● EXERCISE PROMPT: Gather every row below that contains the string "find" and copy each such row in full. The match is case-sensitive.

══════

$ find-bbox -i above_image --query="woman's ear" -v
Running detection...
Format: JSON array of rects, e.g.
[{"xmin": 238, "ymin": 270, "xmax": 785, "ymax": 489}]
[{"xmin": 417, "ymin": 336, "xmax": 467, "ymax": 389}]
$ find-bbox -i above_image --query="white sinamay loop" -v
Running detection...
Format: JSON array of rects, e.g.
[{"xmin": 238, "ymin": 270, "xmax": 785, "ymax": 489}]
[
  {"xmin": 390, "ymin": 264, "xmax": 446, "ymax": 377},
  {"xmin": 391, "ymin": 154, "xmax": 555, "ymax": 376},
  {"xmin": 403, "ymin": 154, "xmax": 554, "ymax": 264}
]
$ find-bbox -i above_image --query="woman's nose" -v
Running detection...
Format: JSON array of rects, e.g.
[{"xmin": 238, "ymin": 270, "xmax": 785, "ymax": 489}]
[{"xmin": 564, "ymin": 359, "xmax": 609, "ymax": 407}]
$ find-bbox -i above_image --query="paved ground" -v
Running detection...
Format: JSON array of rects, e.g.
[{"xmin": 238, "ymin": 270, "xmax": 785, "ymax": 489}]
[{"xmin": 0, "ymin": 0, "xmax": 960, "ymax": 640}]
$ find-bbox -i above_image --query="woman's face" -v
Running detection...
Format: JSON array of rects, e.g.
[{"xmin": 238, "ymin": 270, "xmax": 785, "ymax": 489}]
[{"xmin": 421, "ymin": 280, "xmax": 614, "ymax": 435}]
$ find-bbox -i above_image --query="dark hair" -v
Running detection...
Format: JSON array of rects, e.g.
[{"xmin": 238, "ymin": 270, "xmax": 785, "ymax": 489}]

══════

● EXPECTED OUTPUT:
$ find-bbox -i above_image --query="woman's ear" -v
$ find-bbox -i above_image --query="white sinamay loop" -v
$ find-bbox -i above_image --query="woman's nose" -v
$ find-bbox -i above_image --query="paved ground" -v
$ find-bbox -i above_image --query="woman's face" -v
$ find-bbox -i above_image --query="dark hair" -v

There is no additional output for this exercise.